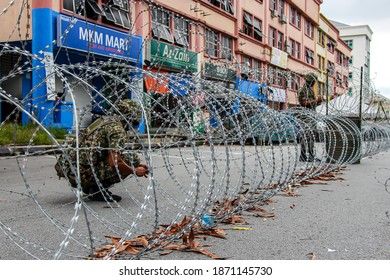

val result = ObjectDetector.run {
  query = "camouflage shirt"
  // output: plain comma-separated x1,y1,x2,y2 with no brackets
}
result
55,117,140,188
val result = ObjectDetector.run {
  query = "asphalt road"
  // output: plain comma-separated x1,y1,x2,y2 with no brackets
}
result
0,149,390,260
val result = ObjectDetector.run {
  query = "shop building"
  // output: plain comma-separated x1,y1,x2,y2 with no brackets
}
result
0,0,142,129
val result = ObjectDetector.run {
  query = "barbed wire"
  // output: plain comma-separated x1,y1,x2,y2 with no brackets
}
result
0,1,390,259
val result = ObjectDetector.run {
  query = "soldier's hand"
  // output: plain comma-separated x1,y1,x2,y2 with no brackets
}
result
135,166,149,177
139,163,149,170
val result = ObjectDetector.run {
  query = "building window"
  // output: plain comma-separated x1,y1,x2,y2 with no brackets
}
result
305,19,314,39
174,17,190,47
305,48,314,65
152,9,190,47
253,59,261,81
326,37,336,53
277,31,284,50
317,29,325,47
295,42,301,59
336,72,343,87
269,0,277,10
278,0,284,15
243,12,263,41
209,0,235,15
268,27,276,48
268,66,275,85
221,34,233,60
289,72,301,91
205,30,233,60
326,60,335,76
287,39,301,59
241,55,261,81
343,76,349,88
62,0,131,29
152,9,174,43
205,30,218,57
290,6,302,29
345,40,353,49
317,55,325,72
336,50,344,65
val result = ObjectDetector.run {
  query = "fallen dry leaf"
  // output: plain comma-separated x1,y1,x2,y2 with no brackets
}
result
307,253,317,261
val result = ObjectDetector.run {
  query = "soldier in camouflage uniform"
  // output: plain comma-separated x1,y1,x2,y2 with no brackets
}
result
298,73,321,162
55,99,149,202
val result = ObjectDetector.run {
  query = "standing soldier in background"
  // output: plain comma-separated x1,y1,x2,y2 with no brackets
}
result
55,99,149,202
298,72,322,162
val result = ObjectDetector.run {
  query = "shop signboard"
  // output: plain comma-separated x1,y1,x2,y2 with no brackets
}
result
57,14,142,62
268,87,286,103
149,40,198,72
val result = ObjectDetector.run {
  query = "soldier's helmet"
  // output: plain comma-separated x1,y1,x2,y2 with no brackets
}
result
116,99,141,119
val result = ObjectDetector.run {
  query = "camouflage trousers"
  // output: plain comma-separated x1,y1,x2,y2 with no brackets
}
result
55,160,125,194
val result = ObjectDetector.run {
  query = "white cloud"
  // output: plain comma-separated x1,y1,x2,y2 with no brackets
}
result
321,0,390,98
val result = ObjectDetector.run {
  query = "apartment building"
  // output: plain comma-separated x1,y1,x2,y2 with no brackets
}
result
332,21,373,94
316,14,351,99
0,0,142,129
0,0,351,127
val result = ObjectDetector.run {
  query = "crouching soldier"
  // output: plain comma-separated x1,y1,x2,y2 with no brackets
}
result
55,99,149,202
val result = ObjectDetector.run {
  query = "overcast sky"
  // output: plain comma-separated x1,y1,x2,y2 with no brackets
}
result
321,0,390,98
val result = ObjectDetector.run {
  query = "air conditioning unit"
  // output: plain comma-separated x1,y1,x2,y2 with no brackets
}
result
280,15,287,23
271,10,279,18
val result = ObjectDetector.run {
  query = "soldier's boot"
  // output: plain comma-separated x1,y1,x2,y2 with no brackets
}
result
88,186,122,202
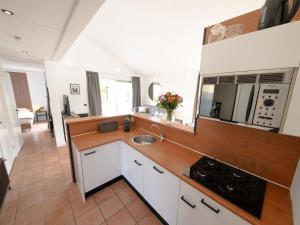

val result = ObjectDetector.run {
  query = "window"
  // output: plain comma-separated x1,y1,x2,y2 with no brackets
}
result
100,79,132,115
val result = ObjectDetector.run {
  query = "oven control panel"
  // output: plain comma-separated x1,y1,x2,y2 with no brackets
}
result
253,84,289,128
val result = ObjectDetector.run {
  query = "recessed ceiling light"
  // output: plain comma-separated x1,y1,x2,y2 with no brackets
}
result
11,35,22,41
1,9,14,16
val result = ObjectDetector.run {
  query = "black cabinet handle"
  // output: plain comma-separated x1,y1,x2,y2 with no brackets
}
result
84,151,96,155
133,160,143,166
153,166,164,174
201,198,220,214
181,196,196,209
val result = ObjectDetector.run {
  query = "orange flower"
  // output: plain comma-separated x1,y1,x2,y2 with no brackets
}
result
168,95,176,102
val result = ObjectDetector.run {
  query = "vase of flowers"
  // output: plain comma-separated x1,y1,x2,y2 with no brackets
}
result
156,92,183,122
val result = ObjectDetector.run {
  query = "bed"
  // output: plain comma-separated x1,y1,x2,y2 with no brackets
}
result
◇ ◇ ◇
Given request >> Give every record back exactly as it reads, with no images.

Result >>
val result = ObjectDetector.run {
  query = "camouflage shirt"
  // output: plain comma-separated x1,y1,x2,y2 with no brackets
}
result
55,117,140,188
val result = ObjectDetector.run {
  query = "asphalt road"
  // output: plain comma-separated x1,y1,x2,y2 with no brackets
}
result
0,149,390,260
val result = ObjectDetector.run {
  query = "shop building"
  // output: plain comma-separated x1,y1,x2,y2 with no brackets
}
result
0,0,142,129
val result = ObjectDetector.run {
  query = "barbed wire"
  // output: plain comma-separated x1,y1,x2,y2 with no brackets
}
result
0,1,390,259
val result = ObjectDetector.run {
  query = "soldier's hand"
  // output: plain comma-separated x1,y1,x2,y2 with no brackets
}
result
135,166,149,177
139,163,149,170
val result = ObjectDetector.run {
  query = "building window"
  // output: plain comma-separated x1,y1,x2,y2 with no brackets
}
result
305,19,314,39
174,17,190,47
305,48,314,65
152,9,190,47
253,59,261,81
326,37,336,53
277,31,284,50
317,29,325,47
295,42,301,59
336,72,343,87
269,0,277,10
278,0,284,15
243,12,263,41
209,0,235,15
268,27,276,48
268,66,275,85
221,34,233,60
289,72,301,91
205,30,233,60
326,60,335,76
287,39,301,59
241,55,261,81
343,76,349,88
62,0,131,29
152,9,174,43
205,30,218,57
290,6,302,29
345,40,353,49
317,55,325,72
336,50,344,65
val result = ObjectDetector.run {
  query = "fallen dry leaf"
  // output: plain comma-separated x1,y1,x2,y2 with no brackets
}
result
307,253,317,261
val result = ObjectDetector.run {
  query = "soldier in camouflage uniform"
  // output: plain comma-separated x1,y1,x2,y2 with no brackets
}
result
298,73,321,162
55,99,149,202
val result = ObjectDetector.run {
  query = "standing soldier in background"
  // output: plain comma-separated x1,y1,x2,y2 with no brackets
}
result
55,99,149,202
298,72,322,162
val result = ObjectDetector.run {
  query = "shop signboard"
  // output: plain comma-separated x1,y1,x2,y2 with no brackets
}
result
57,14,142,62
268,87,286,103
149,40,198,72
val result = ObjectDetector.run {
  query = "soldier's helmet"
  // output: plain comma-separated x1,y1,x2,y2 with no brackets
}
result
116,99,141,119
val result = ObjectDetector.run {
  query = "camouflage trousers"
  // output: plain comma-separated x1,y1,x2,y2 with no brackets
}
result
55,160,125,194
val result = ObjectDetector.run {
  query = "white cloud"
  // output: plain comma-separated x1,y1,x2,y2 with no brackets
}
result
321,0,390,98
val result = ObjectDetector.run {
  query = "apartment building"
  // output: plain comma-separated x1,y1,x2,y2 with no brackets
}
result
332,21,373,94
316,14,351,99
0,0,142,129
0,0,351,127
val result = ObjectDetector.run {
  query = "crouching soldier"
  // output: plain comma-separated x1,y1,x2,y2 with no brackets
}
result
55,99,149,202
val result = ObjectDetector.run {
  query = "overcast sky"
  // output: plain comma-separated x1,y1,x2,y2 with no brackets
}
result
321,0,390,98
val result = ObjectDetector.run {
  query = "air conditioning unit"
  // output: plain comma-separated x1,y1,x2,y2 with no brackets
}
result
280,15,287,23
271,10,279,18
val result = ObjectDetector.run {
  query = "soldier's boot"
  // output: plain comma-separated x1,y1,x2,y2 with no brackets
}
result
88,186,122,202

val result = ObjectDetector.run {
  query = "window"
  // output: plain comma-separated x1,y1,x2,y2 with no brackets
}
result
100,79,132,115
val result = ObjectDetector.run {
  query = "oven control panel"
  // output: plain comma-separated x1,y1,x2,y2 with no brackets
}
result
253,84,289,128
val result = ObjectDetector.run {
  query = "recessed ceiling light"
  // output: plain comma-separated x1,y1,x2,y2 with no brackets
}
result
11,35,22,41
1,9,14,16
val result = ObjectDetector.run {
  query = "black cabinet handle"
  // output: plain comma-separated x1,y1,x2,y2 with no brackets
}
result
84,151,96,155
133,160,143,166
153,166,164,174
201,198,220,214
181,196,196,209
val result = ObjectDetector.run {
  query = "orange flower"
  // output: plain comma-separated x1,y1,x2,y2 with no brackets
}
result
168,95,176,102
val result = ObjectDetector.run {
  query = "vase of flowers"
  // output: plain comma-separated x1,y1,x2,y2 with no brackets
}
result
156,92,183,122
val result = ObjectDetector.run {
  query = "bed"
  // output: plain comma-separated x1,y1,x2,y2 with no brackets
}
result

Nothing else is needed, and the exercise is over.